(Saved entries)
──────

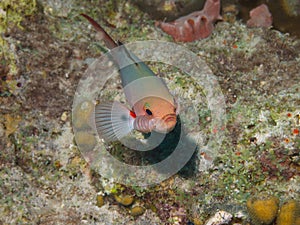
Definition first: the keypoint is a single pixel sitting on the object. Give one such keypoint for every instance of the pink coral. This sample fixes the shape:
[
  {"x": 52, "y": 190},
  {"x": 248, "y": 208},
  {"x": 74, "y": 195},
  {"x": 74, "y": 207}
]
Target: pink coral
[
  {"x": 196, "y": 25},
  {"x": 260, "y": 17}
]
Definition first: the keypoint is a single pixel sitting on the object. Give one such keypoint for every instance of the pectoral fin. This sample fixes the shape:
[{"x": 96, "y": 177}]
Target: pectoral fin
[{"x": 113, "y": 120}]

──────

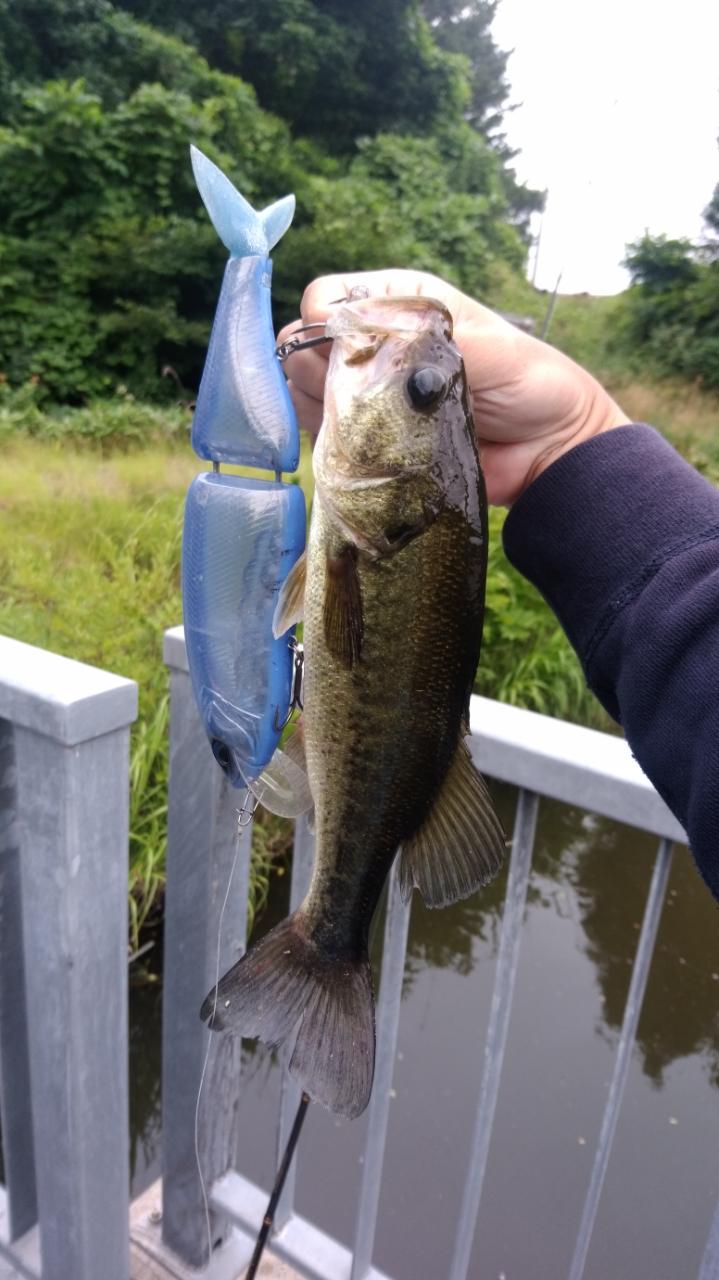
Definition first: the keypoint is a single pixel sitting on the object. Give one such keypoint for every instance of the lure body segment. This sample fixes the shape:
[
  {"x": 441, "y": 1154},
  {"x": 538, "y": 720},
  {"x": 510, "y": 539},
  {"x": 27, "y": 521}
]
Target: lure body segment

──────

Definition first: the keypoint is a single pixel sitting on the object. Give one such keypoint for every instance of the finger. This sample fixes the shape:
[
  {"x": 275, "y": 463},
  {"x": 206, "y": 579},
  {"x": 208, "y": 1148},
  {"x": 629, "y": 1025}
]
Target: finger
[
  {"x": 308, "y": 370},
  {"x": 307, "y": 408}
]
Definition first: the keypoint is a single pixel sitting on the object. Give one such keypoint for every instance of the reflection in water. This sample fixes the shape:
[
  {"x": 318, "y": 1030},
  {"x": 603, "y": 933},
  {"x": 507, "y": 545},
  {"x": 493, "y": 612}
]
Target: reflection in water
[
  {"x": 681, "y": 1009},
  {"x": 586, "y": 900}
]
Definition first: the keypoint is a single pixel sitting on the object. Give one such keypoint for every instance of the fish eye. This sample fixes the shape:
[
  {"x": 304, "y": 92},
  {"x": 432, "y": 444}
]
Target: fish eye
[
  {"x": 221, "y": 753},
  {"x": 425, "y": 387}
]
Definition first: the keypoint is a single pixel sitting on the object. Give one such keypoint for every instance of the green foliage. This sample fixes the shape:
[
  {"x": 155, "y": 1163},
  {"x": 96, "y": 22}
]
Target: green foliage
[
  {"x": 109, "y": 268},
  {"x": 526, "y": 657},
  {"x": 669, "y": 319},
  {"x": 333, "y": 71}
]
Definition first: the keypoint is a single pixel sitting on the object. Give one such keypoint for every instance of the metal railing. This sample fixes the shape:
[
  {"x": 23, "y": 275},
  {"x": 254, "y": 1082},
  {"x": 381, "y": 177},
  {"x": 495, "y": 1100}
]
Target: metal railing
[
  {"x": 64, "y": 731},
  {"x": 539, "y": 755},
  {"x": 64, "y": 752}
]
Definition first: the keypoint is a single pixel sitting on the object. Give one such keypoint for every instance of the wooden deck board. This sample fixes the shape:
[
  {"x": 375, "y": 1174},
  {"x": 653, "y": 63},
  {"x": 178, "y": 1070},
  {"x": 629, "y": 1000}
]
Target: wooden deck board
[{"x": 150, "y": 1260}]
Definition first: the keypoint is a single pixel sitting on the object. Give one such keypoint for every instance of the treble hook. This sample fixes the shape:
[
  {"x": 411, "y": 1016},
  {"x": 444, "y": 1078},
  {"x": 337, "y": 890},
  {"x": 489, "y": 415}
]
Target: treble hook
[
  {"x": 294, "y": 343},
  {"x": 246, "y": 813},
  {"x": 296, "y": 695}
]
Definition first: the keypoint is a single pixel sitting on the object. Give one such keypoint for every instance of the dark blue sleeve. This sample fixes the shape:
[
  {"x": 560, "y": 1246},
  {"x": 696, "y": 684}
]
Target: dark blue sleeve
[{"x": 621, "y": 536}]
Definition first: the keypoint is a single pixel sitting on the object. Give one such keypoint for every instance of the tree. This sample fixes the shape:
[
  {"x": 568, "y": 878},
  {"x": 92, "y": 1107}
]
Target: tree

──────

Every line above that holds the word "segment" is to be found and copied.

Definition first: the keypoint is a single pixel sitting on the object. Give one such keypoint for every instance of the lure body segment. This sample fixes the shape:
Target: lure body segment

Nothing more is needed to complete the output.